→ Given request
Output all records precisely as written.

→ Provided records
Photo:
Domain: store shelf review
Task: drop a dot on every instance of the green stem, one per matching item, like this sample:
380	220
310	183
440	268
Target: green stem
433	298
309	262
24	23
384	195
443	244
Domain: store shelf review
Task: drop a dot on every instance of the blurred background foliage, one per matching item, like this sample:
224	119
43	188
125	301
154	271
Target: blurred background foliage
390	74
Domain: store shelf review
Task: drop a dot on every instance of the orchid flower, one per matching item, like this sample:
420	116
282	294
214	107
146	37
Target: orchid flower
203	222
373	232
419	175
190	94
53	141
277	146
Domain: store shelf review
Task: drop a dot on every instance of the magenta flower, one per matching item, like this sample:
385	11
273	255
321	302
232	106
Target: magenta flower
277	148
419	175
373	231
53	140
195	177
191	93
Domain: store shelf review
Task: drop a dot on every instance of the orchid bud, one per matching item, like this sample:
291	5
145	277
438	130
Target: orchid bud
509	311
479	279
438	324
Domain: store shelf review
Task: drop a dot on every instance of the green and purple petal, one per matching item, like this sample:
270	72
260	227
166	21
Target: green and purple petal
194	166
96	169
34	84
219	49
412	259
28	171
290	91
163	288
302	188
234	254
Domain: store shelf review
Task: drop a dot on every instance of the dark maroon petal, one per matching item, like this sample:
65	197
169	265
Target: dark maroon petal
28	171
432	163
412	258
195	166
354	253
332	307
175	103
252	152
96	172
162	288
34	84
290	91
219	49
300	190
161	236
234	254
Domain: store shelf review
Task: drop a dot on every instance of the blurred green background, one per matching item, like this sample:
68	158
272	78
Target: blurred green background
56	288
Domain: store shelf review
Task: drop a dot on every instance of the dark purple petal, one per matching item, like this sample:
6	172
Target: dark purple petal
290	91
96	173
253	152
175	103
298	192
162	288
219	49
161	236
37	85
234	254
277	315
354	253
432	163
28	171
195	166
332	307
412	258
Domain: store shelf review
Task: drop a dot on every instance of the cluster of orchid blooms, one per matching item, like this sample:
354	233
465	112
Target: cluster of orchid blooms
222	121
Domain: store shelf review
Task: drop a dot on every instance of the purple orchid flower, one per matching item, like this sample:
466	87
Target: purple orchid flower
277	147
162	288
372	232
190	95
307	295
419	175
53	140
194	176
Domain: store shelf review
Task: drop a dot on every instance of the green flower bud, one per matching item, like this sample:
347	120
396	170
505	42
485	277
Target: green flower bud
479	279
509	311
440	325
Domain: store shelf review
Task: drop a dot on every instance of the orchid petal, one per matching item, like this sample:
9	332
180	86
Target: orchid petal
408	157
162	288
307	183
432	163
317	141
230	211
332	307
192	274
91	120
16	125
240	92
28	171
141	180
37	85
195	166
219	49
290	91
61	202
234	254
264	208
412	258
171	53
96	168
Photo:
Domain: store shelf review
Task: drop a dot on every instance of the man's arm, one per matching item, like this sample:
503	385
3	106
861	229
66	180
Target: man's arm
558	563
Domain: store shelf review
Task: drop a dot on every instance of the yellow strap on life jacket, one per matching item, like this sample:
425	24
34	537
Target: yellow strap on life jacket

→ Answer to this exercise
Photo:
Domain: store shelf review
Task: drop a dot on every instance of the green stem, one per matching item, like this sample:
380	220
310	183
440	268
Target: green stem
433	298
309	262
24	23
384	195
443	244
Domain: store shelf review
Task: drop a dot on every instance of the blurred background foliage, one per matching item, like this sample:
224	119
43	188
125	301
154	271
Target: blurred background foliage
390	74
Domain: store shelf review
Task: drop a dot on every instance of the orchid flower, one per matching item, like this sample:
420	116
282	294
214	107
146	37
Target: orchid flower
203	222
373	232
419	175
190	94
53	141
277	146
Domain: store shelf review
Task: drop a dot on every instance of the magenta flower, one per matching item, like this sample:
385	11
273	255
321	302
232	106
Target: magenta flower
277	148
419	175
373	231
53	140
195	177
191	93
Domain: store shelf review
Task: drop a dot on every instance of the orchid bud, one per matching item, like this sample:
291	5
145	277
438	130
Target: orchid bud
509	311
479	279
438	324
Domain: store shelf review
Task: drop a dot on every instance of the green and purple petal, one per matching item, like this sample:
270	72
260	227
166	21
Target: green and purple petal
194	166
96	169
34	84
219	49
412	259
28	171
290	91
163	288
302	188
234	254
Domain: store shelf review
Task: drop a dot on every instance of the dark maroon petal, one per matching item, like this sample:
65	197
169	265
Target: dark maroon petal
28	171
432	163
412	258
195	166
354	253
332	307
175	103
252	152
96	172
162	288
34	84
290	91
219	49
300	190
161	236
234	254
Domain: store shelf review
Task: drop a dot on every instance of the blurred green background, one per matching item, like this sample:
68	158
272	78
Target: blurred green background
56	288
Domain: store shelf review
Task: drop a dot on every instance of the dark purple petal, one per matching item, like this sample:
6	172
Target: dark purple petal
290	91
96	173
253	152
175	103
298	192
162	288
219	49
161	236
37	85
234	254
277	315
354	253
432	163
28	171
195	166
332	307
412	258
Domain: store shelf review
Task: drop a dot on every instance of the cluster of orchid blooms, one per matching item, like this sample:
354	233
465	112
Target: cluster of orchid blooms
222	121
Domain: store shelf review
Task: drop a dot on every instance of the purple orchid flower, one per matching item, like this sample:
466	87
Target: purple orchid flower
277	147
162	288
372	232
190	95
307	295
419	175
53	140
194	176
Domain: store shelf review
Task: drop a dot on every instance of the green flower bud, one per matching item, like this sample:
347	120
396	170
505	42
485	277
Target: green flower bud
479	279
509	311
440	325
Domain: store shelf review
Task: drop a dot on every instance of the orchid petal, one per matching item, like this sample:
9	332
180	86
Target: orchid petal
408	157
162	288
307	183
432	163
317	141
230	211
332	307
192	274
91	120
16	125
240	92
28	171
141	180
37	85
195	166
219	49
290	91
61	202
234	254
264	208
412	258
171	53
96	168
Photo:
Domain: store shelf review
Task: drop a dot on every instance of the man's arm, one per matching item, like this sample:
503	385
3	106
861	229
66	180
Target: man's arm
558	563
Domain: store shelf review
Task: drop a dot on every instance of the yellow strap on life jacket, one per matching item, like this sample:
425	24
34	537
Target: yellow strap on life jacket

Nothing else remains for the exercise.